### What the exercise asks:
Copy out the lines below from the one containing "Spot all occurrences" through the last line, putting "stair railing" in place of "balcony railing" and keeping everything else the same.

### Records for the task:
----

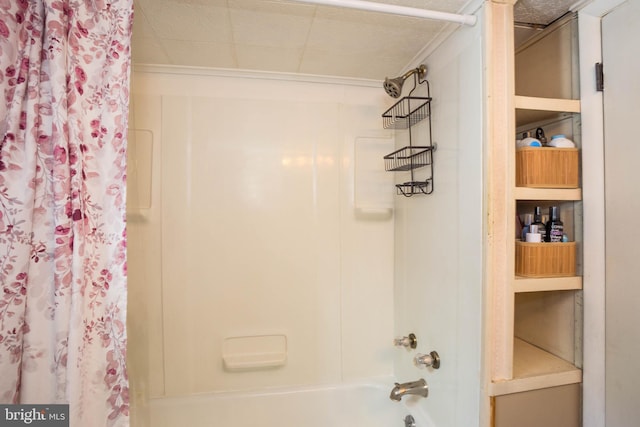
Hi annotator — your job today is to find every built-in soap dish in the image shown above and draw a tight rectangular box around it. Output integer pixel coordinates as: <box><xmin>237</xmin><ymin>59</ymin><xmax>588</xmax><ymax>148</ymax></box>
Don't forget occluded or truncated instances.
<box><xmin>222</xmin><ymin>335</ymin><xmax>287</xmax><ymax>371</ymax></box>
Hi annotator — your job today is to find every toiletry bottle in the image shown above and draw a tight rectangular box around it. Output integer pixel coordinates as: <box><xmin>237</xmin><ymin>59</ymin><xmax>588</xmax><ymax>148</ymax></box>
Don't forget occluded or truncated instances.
<box><xmin>536</xmin><ymin>128</ymin><xmax>547</xmax><ymax>147</ymax></box>
<box><xmin>521</xmin><ymin>214</ymin><xmax>533</xmax><ymax>242</ymax></box>
<box><xmin>545</xmin><ymin>206</ymin><xmax>564</xmax><ymax>242</ymax></box>
<box><xmin>531</xmin><ymin>206</ymin><xmax>547</xmax><ymax>242</ymax></box>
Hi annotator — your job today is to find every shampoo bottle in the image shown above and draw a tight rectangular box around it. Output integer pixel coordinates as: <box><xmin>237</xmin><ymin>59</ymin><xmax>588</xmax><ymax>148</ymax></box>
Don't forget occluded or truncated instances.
<box><xmin>531</xmin><ymin>206</ymin><xmax>547</xmax><ymax>242</ymax></box>
<box><xmin>544</xmin><ymin>206</ymin><xmax>564</xmax><ymax>242</ymax></box>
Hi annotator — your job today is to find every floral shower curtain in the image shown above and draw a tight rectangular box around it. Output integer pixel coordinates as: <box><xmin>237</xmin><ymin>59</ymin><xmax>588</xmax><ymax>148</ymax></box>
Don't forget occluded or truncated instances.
<box><xmin>0</xmin><ymin>0</ymin><xmax>133</xmax><ymax>427</ymax></box>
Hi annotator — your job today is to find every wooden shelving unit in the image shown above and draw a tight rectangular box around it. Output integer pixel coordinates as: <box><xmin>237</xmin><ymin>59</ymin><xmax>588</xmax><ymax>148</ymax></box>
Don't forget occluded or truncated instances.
<box><xmin>513</xmin><ymin>276</ymin><xmax>582</xmax><ymax>293</ymax></box>
<box><xmin>491</xmin><ymin>338</ymin><xmax>582</xmax><ymax>396</ymax></box>
<box><xmin>513</xmin><ymin>187</ymin><xmax>582</xmax><ymax>201</ymax></box>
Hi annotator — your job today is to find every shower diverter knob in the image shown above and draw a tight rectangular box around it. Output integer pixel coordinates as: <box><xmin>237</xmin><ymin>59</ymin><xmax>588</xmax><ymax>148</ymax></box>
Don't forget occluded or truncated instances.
<box><xmin>413</xmin><ymin>351</ymin><xmax>440</xmax><ymax>369</ymax></box>
<box><xmin>393</xmin><ymin>334</ymin><xmax>418</xmax><ymax>348</ymax></box>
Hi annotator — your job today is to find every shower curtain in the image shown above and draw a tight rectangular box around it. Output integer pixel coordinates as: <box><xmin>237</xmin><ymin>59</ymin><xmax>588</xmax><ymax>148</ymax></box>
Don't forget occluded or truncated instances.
<box><xmin>0</xmin><ymin>0</ymin><xmax>133</xmax><ymax>427</ymax></box>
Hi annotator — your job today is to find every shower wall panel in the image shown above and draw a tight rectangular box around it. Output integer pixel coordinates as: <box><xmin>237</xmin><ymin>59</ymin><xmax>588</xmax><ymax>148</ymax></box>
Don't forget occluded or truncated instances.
<box><xmin>131</xmin><ymin>72</ymin><xmax>393</xmax><ymax>396</ymax></box>
<box><xmin>395</xmin><ymin>9</ymin><xmax>485</xmax><ymax>427</ymax></box>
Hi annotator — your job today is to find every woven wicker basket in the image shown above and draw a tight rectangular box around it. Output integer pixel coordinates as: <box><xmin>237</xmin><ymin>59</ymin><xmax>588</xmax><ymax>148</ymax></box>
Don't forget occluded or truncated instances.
<box><xmin>516</xmin><ymin>241</ymin><xmax>576</xmax><ymax>277</ymax></box>
<box><xmin>516</xmin><ymin>147</ymin><xmax>579</xmax><ymax>188</ymax></box>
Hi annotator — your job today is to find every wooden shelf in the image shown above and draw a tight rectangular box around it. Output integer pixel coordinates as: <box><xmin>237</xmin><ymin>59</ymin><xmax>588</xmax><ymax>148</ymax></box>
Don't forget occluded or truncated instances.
<box><xmin>490</xmin><ymin>338</ymin><xmax>582</xmax><ymax>396</ymax></box>
<box><xmin>514</xmin><ymin>96</ymin><xmax>580</xmax><ymax>113</ymax></box>
<box><xmin>513</xmin><ymin>187</ymin><xmax>582</xmax><ymax>200</ymax></box>
<box><xmin>514</xmin><ymin>96</ymin><xmax>580</xmax><ymax>128</ymax></box>
<box><xmin>513</xmin><ymin>276</ymin><xmax>582</xmax><ymax>293</ymax></box>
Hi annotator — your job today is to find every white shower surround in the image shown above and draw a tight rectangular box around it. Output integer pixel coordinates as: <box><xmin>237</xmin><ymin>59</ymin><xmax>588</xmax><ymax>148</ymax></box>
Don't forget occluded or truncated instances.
<box><xmin>130</xmin><ymin>3</ymin><xmax>483</xmax><ymax>427</ymax></box>
<box><xmin>150</xmin><ymin>383</ymin><xmax>435</xmax><ymax>427</ymax></box>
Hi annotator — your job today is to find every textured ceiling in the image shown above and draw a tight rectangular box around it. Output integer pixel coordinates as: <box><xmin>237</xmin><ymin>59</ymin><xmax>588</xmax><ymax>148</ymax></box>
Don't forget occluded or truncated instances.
<box><xmin>132</xmin><ymin>0</ymin><xmax>574</xmax><ymax>80</ymax></box>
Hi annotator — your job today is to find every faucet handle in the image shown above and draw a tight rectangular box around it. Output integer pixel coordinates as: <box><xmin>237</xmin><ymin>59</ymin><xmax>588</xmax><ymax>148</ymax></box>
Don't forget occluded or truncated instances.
<box><xmin>393</xmin><ymin>334</ymin><xmax>418</xmax><ymax>349</ymax></box>
<box><xmin>413</xmin><ymin>351</ymin><xmax>440</xmax><ymax>369</ymax></box>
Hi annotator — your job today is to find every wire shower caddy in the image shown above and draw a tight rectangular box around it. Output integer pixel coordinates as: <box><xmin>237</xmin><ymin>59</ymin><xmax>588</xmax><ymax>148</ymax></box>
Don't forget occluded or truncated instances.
<box><xmin>382</xmin><ymin>75</ymin><xmax>436</xmax><ymax>197</ymax></box>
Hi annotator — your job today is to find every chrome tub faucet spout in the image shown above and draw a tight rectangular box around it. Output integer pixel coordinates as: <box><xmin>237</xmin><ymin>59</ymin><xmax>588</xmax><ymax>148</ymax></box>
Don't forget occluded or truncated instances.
<box><xmin>389</xmin><ymin>378</ymin><xmax>429</xmax><ymax>402</ymax></box>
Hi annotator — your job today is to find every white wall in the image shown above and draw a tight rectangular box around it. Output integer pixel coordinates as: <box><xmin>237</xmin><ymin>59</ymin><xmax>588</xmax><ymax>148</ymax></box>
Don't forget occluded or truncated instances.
<box><xmin>395</xmin><ymin>9</ymin><xmax>484</xmax><ymax>427</ymax></box>
<box><xmin>129</xmin><ymin>69</ymin><xmax>394</xmax><ymax>397</ymax></box>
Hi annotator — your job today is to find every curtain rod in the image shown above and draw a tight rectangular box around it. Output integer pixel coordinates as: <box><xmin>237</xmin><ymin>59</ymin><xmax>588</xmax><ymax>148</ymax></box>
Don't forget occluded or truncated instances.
<box><xmin>289</xmin><ymin>0</ymin><xmax>477</xmax><ymax>26</ymax></box>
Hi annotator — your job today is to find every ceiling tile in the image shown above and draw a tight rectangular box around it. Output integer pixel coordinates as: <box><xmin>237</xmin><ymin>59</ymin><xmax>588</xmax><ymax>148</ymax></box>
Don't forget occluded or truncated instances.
<box><xmin>236</xmin><ymin>45</ymin><xmax>303</xmax><ymax>73</ymax></box>
<box><xmin>230</xmin><ymin>9</ymin><xmax>312</xmax><ymax>49</ymax></box>
<box><xmin>144</xmin><ymin>1</ymin><xmax>231</xmax><ymax>43</ymax></box>
<box><xmin>132</xmin><ymin>0</ymin><xmax>575</xmax><ymax>80</ymax></box>
<box><xmin>131</xmin><ymin>38</ymin><xmax>170</xmax><ymax>64</ymax></box>
<box><xmin>162</xmin><ymin>40</ymin><xmax>238</xmax><ymax>68</ymax></box>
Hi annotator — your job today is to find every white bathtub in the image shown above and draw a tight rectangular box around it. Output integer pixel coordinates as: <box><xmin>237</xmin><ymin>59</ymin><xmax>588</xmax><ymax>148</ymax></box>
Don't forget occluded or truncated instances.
<box><xmin>149</xmin><ymin>382</ymin><xmax>433</xmax><ymax>427</ymax></box>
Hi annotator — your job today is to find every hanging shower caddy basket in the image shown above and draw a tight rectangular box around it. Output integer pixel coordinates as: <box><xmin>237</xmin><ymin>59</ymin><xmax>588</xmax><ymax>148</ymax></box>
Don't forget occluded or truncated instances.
<box><xmin>384</xmin><ymin>146</ymin><xmax>432</xmax><ymax>172</ymax></box>
<box><xmin>382</xmin><ymin>95</ymin><xmax>435</xmax><ymax>197</ymax></box>
<box><xmin>382</xmin><ymin>96</ymin><xmax>431</xmax><ymax>129</ymax></box>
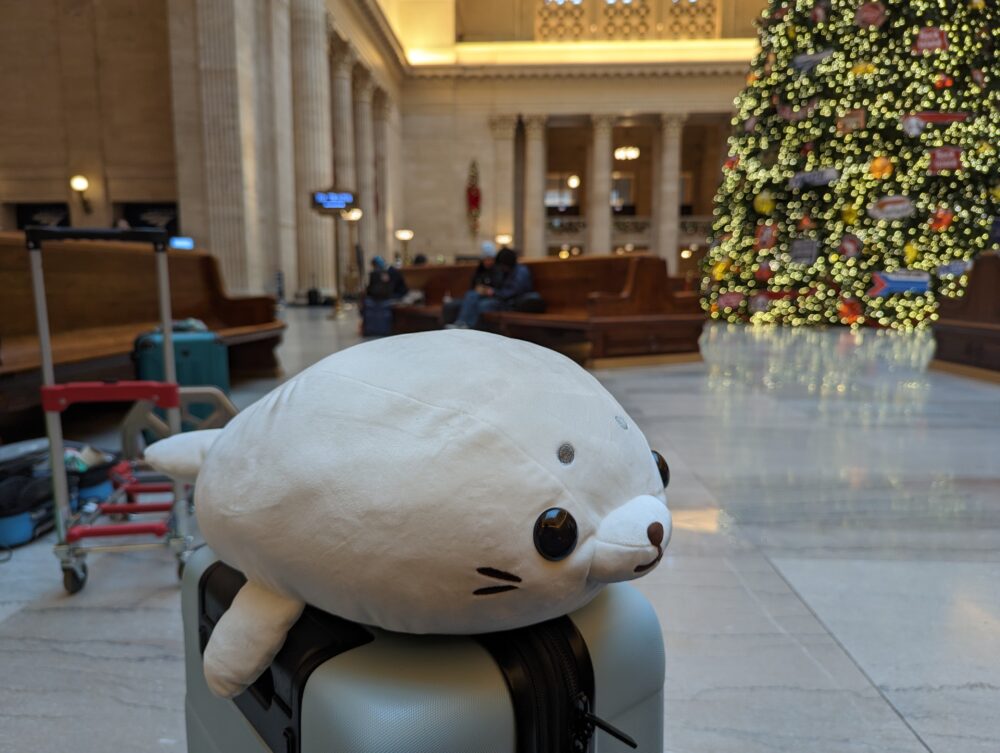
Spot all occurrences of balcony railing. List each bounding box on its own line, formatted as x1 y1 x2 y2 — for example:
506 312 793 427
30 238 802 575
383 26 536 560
535 0 721 42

----

### Solution for this exercise:
Spot all occurrences of stair railing. List each bounding box on its own line, formatted as x1 y1 x2 y2 — for example:
506 312 793 427
30 238 802 575
383 26 536 560
535 0 721 42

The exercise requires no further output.